Point-per-instance localization data:
──────────

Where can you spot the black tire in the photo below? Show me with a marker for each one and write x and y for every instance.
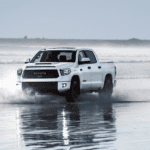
(107, 90)
(28, 92)
(74, 91)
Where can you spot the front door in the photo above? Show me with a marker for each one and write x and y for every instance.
(85, 73)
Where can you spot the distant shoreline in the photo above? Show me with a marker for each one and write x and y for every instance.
(74, 42)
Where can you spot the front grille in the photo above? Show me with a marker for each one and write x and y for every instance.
(40, 74)
(43, 87)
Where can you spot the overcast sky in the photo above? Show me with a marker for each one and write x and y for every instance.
(75, 19)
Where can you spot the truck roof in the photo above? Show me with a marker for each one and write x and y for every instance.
(66, 49)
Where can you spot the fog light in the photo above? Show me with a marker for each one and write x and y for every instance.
(64, 85)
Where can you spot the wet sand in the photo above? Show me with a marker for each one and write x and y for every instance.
(45, 122)
(89, 123)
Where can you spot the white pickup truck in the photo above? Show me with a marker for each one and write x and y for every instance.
(68, 72)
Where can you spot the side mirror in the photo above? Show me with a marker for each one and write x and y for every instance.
(27, 61)
(84, 61)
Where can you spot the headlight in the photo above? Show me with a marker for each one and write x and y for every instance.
(19, 72)
(65, 71)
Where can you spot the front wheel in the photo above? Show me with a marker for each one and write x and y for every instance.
(107, 90)
(74, 92)
(28, 91)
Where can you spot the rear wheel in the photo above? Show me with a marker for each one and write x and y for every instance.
(107, 90)
(74, 91)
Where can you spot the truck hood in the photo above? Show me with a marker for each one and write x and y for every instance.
(49, 65)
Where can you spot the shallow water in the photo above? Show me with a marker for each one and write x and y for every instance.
(47, 122)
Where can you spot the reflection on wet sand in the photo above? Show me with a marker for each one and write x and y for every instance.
(72, 125)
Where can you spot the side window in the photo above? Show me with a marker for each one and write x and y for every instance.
(38, 57)
(90, 55)
(81, 55)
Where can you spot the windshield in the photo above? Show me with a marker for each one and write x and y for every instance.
(54, 56)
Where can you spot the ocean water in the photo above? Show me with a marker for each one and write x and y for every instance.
(49, 122)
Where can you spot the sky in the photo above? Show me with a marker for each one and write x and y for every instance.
(75, 19)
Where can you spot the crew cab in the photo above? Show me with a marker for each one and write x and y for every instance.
(67, 72)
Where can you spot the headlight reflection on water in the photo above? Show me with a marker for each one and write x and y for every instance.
(65, 131)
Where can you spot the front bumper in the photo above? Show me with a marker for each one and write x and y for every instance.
(45, 87)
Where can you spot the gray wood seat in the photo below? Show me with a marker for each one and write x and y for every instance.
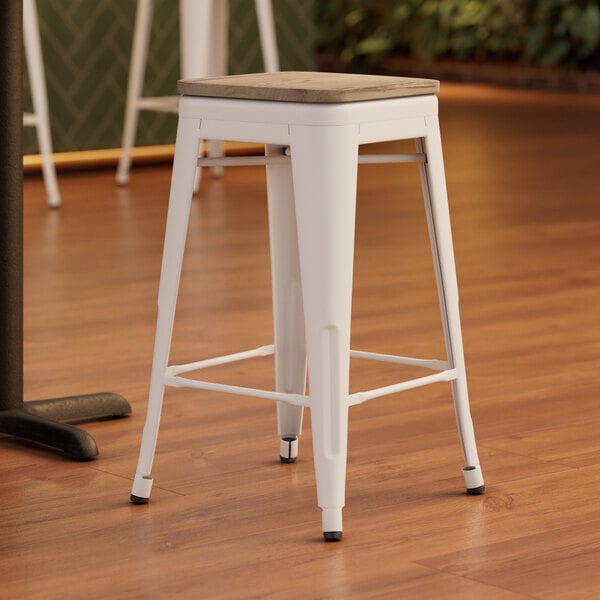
(308, 87)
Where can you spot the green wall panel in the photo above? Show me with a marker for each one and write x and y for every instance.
(87, 44)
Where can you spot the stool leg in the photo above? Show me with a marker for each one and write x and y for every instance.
(288, 317)
(324, 166)
(182, 185)
(438, 217)
(39, 97)
(135, 84)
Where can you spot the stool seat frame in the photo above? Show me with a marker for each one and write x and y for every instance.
(311, 160)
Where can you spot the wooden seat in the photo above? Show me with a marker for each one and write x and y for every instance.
(313, 87)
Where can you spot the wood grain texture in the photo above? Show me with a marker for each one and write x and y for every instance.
(226, 520)
(306, 86)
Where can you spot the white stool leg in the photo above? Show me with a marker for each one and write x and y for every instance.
(182, 184)
(436, 203)
(268, 37)
(324, 165)
(37, 80)
(219, 55)
(135, 84)
(288, 316)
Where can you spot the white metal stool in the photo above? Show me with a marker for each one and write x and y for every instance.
(40, 118)
(203, 51)
(312, 125)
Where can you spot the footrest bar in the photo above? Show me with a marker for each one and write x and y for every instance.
(221, 360)
(296, 399)
(246, 161)
(435, 365)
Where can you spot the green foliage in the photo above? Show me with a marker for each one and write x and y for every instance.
(545, 32)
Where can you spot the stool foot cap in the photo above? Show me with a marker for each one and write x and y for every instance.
(138, 499)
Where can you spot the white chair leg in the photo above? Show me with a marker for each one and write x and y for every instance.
(204, 51)
(37, 80)
(268, 37)
(182, 183)
(324, 166)
(288, 316)
(135, 84)
(438, 218)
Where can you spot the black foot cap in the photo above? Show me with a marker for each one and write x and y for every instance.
(138, 500)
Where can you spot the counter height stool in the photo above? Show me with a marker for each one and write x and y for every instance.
(312, 125)
(204, 52)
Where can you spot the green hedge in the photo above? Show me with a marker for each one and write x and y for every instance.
(541, 32)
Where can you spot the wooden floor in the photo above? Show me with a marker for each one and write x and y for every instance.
(227, 520)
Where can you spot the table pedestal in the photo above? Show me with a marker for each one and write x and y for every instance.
(38, 421)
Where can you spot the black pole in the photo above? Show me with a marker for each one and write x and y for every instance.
(38, 421)
(11, 214)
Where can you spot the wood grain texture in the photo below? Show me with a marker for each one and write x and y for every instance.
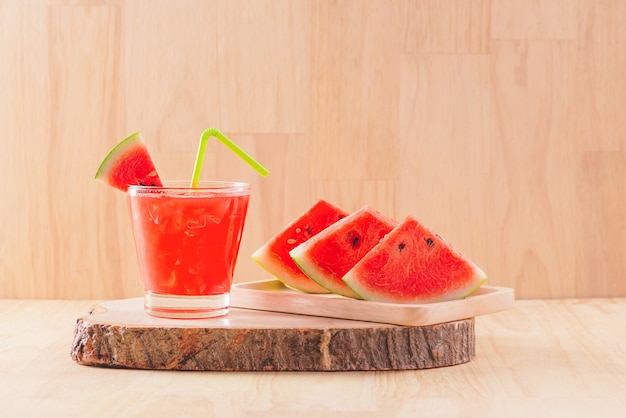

──────────

- [Your goal] Each of the lines above should be transcribed exactly; no image is to be copied.

- [Finished task]
Where can you spot the black tire in the photo below? Show me with a marker for each one and write x and y for every instance.
(107, 90)
(28, 92)
(74, 91)
Where can you spot the front door in the photo above? Show me with a marker for each one and write x and y for every instance.
(85, 73)
Where can you spot the distant shoreline in the photo above? Show me with a marker for each one and write x and y for every instance.
(74, 42)
Where can you spot the front grille in the photo above? Show me with a marker for each one and write x and y for every instance.
(40, 74)
(43, 87)
Where can you spot the overcast sky in the photo above? Show me with a marker for each one and write x and y for every instance.
(75, 19)
Where can you spot the truck roof in the photo above? Show me with a marker for each one and write x and y for every instance.
(66, 49)
Where can you spot the fog light in the photo above? Show me with a marker for each one and write x and y for every instance.
(64, 85)
Where can you spot the wet sand in the photo above? Show me with a marker for each one and write x and y for every instance.
(45, 122)
(89, 123)
Where can you spot the white pickup truck in the photo above? Show me with a marker for each one and write x and y for every instance.
(68, 72)
Where can you spot the side mirror in the photo above? Show me with a marker for each one and write x and y for every instance.
(27, 61)
(84, 61)
Where can you spot the headlight in the photo above? Show me with a marker for each one and write x and y for every instance.
(19, 72)
(65, 71)
Where can you spot the front wheel in the photo above? Show me with a marker for each one and write x and y for every instance.
(107, 90)
(74, 92)
(28, 91)
Where can you spot the rear wheel in the photo above? Show me with a marker for each one and write x and y for every instance.
(107, 90)
(74, 91)
Where can you spot the truck hood in the photo above? Show me with a marker for each one and write x and y for every instance.
(49, 65)
Where can you spot the shallow water in the photo above? Show me with a marker for each one and write x and y for every instance.
(47, 122)
Where can you spot the reflection on wet sand in the photo above? Show me with a marker for each one and write x and y for every instance.
(72, 125)
Where can you spot the side window in the photo above? Show me with a marker for each one and write x and y for every instance.
(38, 57)
(90, 55)
(81, 55)
Where can you spot the windshield in the photo above? Show me with a marker for each one and write x and y for every instance.
(54, 56)
Where can you spot the ocean water in the photo above? Show me with a marker for each one and write x and y for every instance.
(49, 122)
Where can you spot the sky in the photo above? Show me with a marker for each one and write x and y for every instance.
(75, 19)
Where can you spot the crew cab in the photo above? Show me with a marker for each one and write x and y for every instance.
(67, 72)
Where can you spot the headlight reflection on water in the photo above? Show me with a marker for each one and write x and y for every instance.
(65, 131)
Where can you spot the front bumper in the photo above? Show me with a marker for each one and write x and y for every instance.
(45, 87)
Where can you spot the gray wood seat in the photo below? Show me with a marker for each one and write x and y for every instance.
(308, 87)
Where can you spot the green wall panel in the photo above? Show me with a marker for each one and write x and y for every instance.
(87, 44)
Where can you spot the stool leg in the photo above? Show me with a marker for each one and write x and y for every instance.
(288, 317)
(324, 166)
(182, 185)
(438, 217)
(39, 97)
(135, 84)
Where can you spot the stool seat frame in the photo above? Show me with a marker for each one and write x and y for every instance.
(311, 160)
Where can you spot the wooden seat in the photo above? Show me with a marker for each one and write x and y for every instance.
(313, 87)
Where can you spot the wood grain texture in the photo above? Show me with a marker for each one and write x and y for every instance.
(226, 520)
(306, 86)
Where can you spot the white stool leg in the photo above? Show me with a marker for each one and write x and y for every instance.
(182, 184)
(436, 203)
(268, 37)
(324, 165)
(37, 80)
(219, 55)
(135, 84)
(288, 316)
Where can you spot the white metal stool in the photo above? Show me with a marker for each one and write x and y for every instance.
(40, 118)
(203, 51)
(312, 125)
Where can you spot the footrest bar in the photo above? Show me with a marker for each one and write x and y for every instance.
(221, 360)
(296, 399)
(246, 161)
(435, 365)
Where can you spot the green foliage in the photo above? Show me with a marker for each one and write x and y for every instance.
(545, 32)
Where can you spot the stool foot cap in the photo above? Show me with a marker for each one and write x and y for every instance.
(138, 499)
Where can you spot the white chair leg in the photo above? Show me with a marker for each one and write x and y for every instance.
(204, 51)
(37, 80)
(268, 37)
(182, 183)
(324, 166)
(288, 316)
(135, 84)
(438, 218)
Where can you spot the black foot cap in the photo above? Show me with a marker for each one and write x and y for every instance.
(138, 500)
Where can you spot the counter height stool in the photo above? Show me with a marker for each one and write x and y for every instance.
(312, 125)
(204, 52)
Where can you spot the green hedge in the photo above? Show me with a marker for each one and write x and y for every instance.
(541, 32)
Where can you spot the wooden floor in the photo above? Show me with a marker for each one and write x and y for every instance.
(227, 520)
Where can you spot the table pedestal in the photo above? Show me with a marker for each one and write x and y for every instance.
(38, 421)
Where can you spot the black pole in the photo above? Show me with a marker for each one and write x and y for every instance.
(38, 421)
(11, 214)
Where can you spot the wood grain texture in the photo below? Show me with a marker for each one and write x and y for every instance.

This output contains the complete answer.